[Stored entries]
------------------------------------------------------------

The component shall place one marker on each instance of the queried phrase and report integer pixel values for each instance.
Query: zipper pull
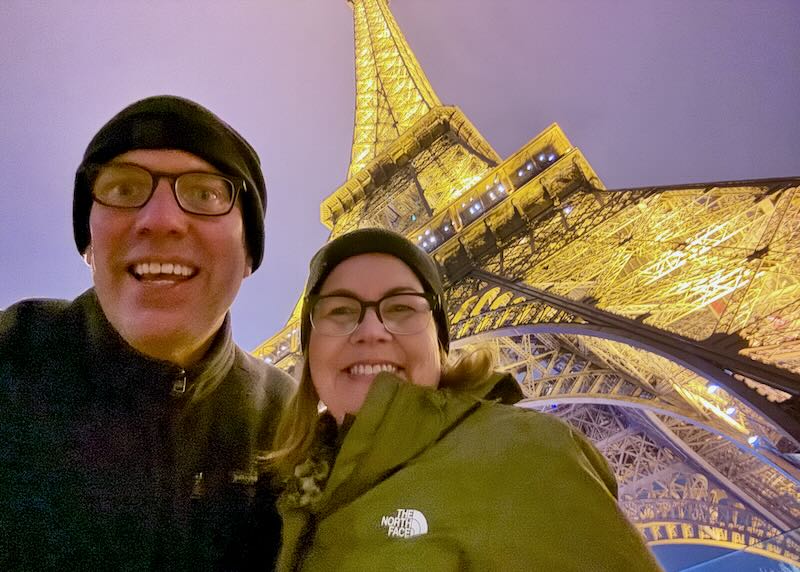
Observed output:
(199, 486)
(179, 385)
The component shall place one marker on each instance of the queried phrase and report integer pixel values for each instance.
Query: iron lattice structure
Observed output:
(663, 322)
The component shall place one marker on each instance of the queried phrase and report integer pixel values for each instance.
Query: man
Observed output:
(130, 423)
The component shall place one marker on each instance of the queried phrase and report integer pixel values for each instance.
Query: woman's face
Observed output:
(343, 367)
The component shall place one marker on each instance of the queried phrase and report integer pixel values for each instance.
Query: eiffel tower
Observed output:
(663, 322)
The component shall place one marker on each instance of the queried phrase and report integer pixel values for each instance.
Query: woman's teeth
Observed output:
(371, 369)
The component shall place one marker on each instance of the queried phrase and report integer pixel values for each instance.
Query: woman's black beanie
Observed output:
(170, 122)
(376, 240)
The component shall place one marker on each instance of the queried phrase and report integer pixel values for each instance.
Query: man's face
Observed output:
(165, 278)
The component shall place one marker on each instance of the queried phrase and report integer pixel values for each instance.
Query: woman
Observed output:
(410, 468)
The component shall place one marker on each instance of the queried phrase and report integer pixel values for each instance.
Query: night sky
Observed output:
(654, 92)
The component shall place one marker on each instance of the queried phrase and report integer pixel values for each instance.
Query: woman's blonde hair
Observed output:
(297, 426)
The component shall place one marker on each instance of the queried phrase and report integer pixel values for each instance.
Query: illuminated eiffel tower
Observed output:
(664, 322)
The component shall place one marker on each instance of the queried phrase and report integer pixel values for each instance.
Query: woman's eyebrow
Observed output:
(395, 290)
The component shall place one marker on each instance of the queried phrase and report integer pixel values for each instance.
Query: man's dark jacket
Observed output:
(110, 460)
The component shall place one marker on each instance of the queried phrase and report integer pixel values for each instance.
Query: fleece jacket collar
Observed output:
(119, 370)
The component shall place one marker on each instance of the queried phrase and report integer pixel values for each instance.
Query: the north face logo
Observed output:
(405, 523)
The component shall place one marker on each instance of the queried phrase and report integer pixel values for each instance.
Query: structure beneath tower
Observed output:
(664, 322)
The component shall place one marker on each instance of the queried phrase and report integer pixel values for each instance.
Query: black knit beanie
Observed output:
(376, 240)
(170, 122)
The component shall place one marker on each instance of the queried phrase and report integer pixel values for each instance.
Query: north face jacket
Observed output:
(435, 480)
(110, 460)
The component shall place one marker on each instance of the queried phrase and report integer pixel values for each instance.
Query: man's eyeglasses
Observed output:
(403, 314)
(128, 186)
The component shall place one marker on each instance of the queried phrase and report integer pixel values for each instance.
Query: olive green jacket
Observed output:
(436, 481)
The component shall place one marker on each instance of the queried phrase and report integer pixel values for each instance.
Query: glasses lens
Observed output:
(405, 313)
(335, 315)
(123, 186)
(204, 193)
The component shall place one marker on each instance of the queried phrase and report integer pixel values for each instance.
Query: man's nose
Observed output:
(370, 328)
(162, 212)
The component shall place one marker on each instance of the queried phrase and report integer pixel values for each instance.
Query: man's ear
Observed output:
(88, 256)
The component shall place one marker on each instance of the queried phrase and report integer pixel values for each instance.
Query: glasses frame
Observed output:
(238, 184)
(312, 299)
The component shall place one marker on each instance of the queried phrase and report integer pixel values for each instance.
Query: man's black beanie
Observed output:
(376, 240)
(170, 122)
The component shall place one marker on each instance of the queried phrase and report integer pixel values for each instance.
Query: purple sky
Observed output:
(653, 92)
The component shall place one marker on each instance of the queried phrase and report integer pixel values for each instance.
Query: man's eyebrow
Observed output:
(395, 290)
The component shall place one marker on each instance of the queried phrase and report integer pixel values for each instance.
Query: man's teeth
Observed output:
(158, 268)
(362, 369)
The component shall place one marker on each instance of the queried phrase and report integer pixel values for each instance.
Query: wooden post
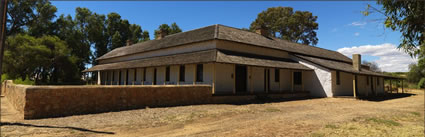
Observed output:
(98, 78)
(234, 78)
(178, 75)
(302, 80)
(292, 81)
(250, 80)
(354, 85)
(213, 84)
(402, 87)
(194, 75)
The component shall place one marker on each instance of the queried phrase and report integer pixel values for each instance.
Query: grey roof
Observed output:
(254, 61)
(188, 58)
(342, 66)
(225, 33)
(199, 57)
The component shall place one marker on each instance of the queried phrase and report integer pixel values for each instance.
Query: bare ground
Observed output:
(306, 117)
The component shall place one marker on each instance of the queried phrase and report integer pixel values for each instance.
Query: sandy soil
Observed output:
(278, 118)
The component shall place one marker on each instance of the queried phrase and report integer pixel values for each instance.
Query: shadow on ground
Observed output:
(44, 126)
(388, 96)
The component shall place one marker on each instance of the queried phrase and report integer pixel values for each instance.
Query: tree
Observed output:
(171, 30)
(372, 65)
(408, 18)
(46, 60)
(284, 23)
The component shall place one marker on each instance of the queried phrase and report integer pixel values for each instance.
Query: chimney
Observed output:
(262, 30)
(129, 42)
(162, 33)
(357, 60)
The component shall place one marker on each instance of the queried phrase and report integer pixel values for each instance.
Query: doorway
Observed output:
(241, 78)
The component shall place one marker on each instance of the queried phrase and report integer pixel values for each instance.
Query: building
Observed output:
(238, 62)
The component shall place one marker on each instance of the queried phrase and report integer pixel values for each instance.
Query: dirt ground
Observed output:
(302, 117)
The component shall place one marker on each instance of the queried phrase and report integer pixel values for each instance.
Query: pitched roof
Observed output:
(225, 33)
(200, 57)
(342, 66)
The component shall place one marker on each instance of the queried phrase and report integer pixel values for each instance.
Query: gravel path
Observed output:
(288, 118)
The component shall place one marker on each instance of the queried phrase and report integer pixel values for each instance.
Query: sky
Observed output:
(342, 27)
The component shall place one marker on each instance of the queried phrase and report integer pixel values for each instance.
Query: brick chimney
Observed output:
(357, 62)
(262, 30)
(162, 33)
(129, 43)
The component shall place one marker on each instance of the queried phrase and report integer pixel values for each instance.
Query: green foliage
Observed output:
(54, 50)
(284, 23)
(173, 29)
(408, 18)
(45, 60)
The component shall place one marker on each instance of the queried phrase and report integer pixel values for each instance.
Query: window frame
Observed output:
(199, 73)
(182, 73)
(298, 81)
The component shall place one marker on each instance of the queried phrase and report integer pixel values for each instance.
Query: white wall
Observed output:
(345, 88)
(224, 80)
(320, 83)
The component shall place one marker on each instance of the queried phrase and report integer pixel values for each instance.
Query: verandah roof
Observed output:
(201, 57)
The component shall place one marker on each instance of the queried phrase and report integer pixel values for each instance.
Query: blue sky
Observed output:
(340, 23)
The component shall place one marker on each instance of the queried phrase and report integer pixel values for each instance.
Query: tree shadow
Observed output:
(387, 96)
(62, 127)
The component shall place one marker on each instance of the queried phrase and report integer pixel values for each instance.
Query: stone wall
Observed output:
(56, 101)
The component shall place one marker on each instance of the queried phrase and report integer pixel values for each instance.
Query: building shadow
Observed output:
(60, 127)
(385, 97)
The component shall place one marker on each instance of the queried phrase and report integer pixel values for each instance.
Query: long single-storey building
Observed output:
(234, 61)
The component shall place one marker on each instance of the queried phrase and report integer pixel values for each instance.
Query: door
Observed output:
(241, 78)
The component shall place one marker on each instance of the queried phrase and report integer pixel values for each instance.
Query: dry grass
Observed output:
(311, 117)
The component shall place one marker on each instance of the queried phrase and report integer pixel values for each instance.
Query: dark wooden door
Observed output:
(241, 78)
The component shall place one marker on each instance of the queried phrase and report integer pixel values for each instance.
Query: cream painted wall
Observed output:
(285, 80)
(257, 76)
(274, 86)
(345, 88)
(224, 80)
(233, 46)
(149, 76)
(160, 76)
(168, 51)
(174, 73)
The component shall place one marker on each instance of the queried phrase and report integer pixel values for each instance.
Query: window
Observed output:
(144, 74)
(119, 78)
(338, 80)
(367, 80)
(126, 76)
(182, 73)
(167, 73)
(276, 75)
(199, 72)
(377, 81)
(154, 76)
(135, 76)
(297, 78)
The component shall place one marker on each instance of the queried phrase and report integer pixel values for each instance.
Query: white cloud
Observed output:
(357, 23)
(390, 59)
(356, 34)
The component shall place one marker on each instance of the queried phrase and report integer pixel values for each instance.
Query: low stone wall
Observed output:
(56, 101)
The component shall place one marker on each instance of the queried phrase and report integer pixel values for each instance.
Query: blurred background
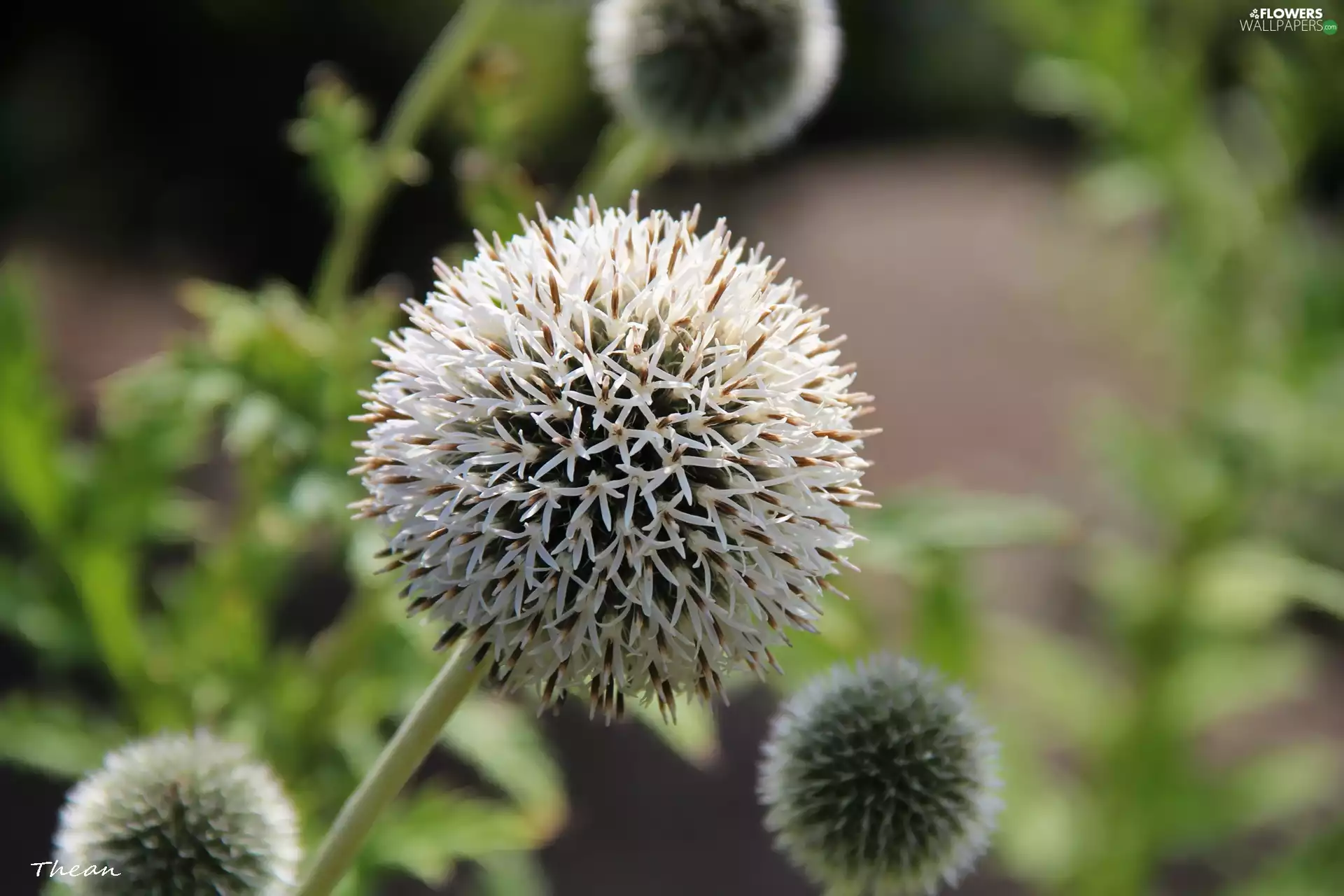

------------------------------------------------------------

## DIRECTIONS:
List each line of the records above that contains the string "stone", and copy every such line in full.

## ANSWER TO THE PROBLEM:
Query: stone wall
Query: low stone wall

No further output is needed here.